** start of Listing **

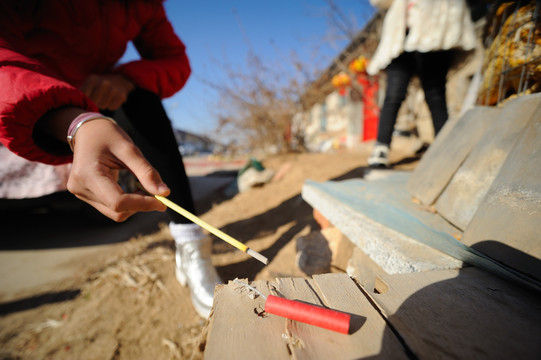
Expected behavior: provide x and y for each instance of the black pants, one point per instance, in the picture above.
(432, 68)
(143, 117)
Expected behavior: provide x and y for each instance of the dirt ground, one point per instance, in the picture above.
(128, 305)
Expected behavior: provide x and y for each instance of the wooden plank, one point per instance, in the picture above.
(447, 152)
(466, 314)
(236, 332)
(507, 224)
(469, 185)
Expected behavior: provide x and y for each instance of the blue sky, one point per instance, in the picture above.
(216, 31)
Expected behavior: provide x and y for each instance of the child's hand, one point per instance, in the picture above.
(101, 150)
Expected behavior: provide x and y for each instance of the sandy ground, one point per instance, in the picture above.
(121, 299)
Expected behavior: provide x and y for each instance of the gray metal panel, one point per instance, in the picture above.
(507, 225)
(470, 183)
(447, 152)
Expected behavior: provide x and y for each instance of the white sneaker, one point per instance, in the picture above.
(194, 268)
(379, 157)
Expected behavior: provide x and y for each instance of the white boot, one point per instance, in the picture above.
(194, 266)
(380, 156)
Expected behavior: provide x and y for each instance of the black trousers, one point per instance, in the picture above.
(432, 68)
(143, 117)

** end of Listing **
** start of Listing **

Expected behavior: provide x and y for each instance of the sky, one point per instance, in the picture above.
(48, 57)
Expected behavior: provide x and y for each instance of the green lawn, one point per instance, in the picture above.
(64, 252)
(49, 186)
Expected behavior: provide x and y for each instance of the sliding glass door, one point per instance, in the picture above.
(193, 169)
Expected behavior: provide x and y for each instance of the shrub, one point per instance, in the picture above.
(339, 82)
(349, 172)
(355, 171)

** end of Listing **
** start of Listing **

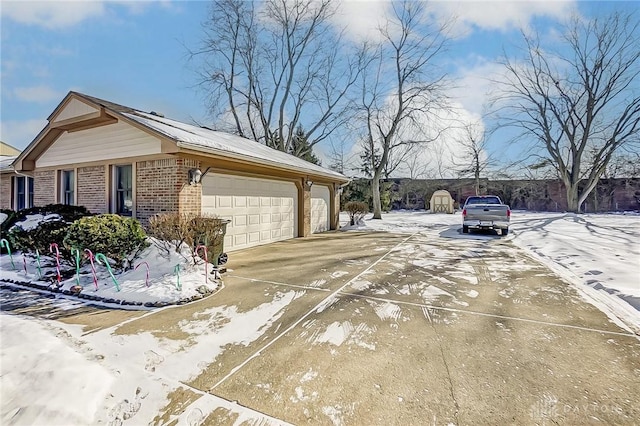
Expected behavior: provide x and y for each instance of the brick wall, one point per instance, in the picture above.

** end of Listing **

Task requirements:
How many lines in the material above contain the word "ground"? Give only the number.

Expected answer:
2